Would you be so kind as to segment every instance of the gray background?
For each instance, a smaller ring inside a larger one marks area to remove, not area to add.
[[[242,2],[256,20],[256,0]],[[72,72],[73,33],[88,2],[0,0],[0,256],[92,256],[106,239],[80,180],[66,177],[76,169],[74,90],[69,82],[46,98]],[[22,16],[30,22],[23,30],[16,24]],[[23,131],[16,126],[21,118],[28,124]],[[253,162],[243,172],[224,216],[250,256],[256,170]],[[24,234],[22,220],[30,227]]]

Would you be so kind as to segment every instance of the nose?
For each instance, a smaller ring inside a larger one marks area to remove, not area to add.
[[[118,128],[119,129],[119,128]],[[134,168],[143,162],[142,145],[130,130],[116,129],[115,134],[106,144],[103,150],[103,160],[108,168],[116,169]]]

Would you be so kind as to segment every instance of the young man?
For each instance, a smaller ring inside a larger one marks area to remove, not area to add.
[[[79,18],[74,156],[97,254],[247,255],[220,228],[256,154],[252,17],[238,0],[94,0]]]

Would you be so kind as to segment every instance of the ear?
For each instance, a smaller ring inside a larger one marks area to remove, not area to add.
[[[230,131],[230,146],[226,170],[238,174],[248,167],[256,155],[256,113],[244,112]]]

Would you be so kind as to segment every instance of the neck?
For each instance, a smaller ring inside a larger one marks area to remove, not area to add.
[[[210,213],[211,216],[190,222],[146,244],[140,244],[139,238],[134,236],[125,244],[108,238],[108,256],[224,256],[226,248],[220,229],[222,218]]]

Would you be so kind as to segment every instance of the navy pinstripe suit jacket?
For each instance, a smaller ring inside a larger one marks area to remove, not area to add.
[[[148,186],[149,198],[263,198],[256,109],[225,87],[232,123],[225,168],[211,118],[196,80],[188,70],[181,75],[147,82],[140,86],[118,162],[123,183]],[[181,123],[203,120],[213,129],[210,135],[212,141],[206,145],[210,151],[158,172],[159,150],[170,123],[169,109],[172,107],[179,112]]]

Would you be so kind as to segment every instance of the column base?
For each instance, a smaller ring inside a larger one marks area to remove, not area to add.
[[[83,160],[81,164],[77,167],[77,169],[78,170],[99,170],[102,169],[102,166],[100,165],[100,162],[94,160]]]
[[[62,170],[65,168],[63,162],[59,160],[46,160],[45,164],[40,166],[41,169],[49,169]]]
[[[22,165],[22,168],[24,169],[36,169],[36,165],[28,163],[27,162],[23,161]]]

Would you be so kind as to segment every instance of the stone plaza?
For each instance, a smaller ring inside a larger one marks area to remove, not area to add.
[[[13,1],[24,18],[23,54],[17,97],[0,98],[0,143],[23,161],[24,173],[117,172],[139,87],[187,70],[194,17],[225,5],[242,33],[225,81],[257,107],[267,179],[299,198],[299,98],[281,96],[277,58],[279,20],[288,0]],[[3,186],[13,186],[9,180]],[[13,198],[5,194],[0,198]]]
*****
• Your objective
Rewrite the items from the line containing "the stone plaza?" up to and including the last line of the items, keeping the requests, and multiply every polygon coordinate in the answers by 2.5, rounding to whole numbers with halves rounded up.

• The response
Would you be so kind as to segment every instance of the stone plaza?
For each instance, a smaller ring inside a larger one marks area to remove, not area to add.
[[[33,3],[60,45],[58,135],[43,243],[0,245],[0,358],[58,403],[60,433],[293,430],[348,218],[468,175],[485,43],[563,13],[605,83],[563,203],[643,268],[668,448],[748,495],[748,245],[703,240],[693,145],[698,50],[720,0]],[[8,465],[33,465],[23,450]],[[33,495],[13,485],[0,495]]]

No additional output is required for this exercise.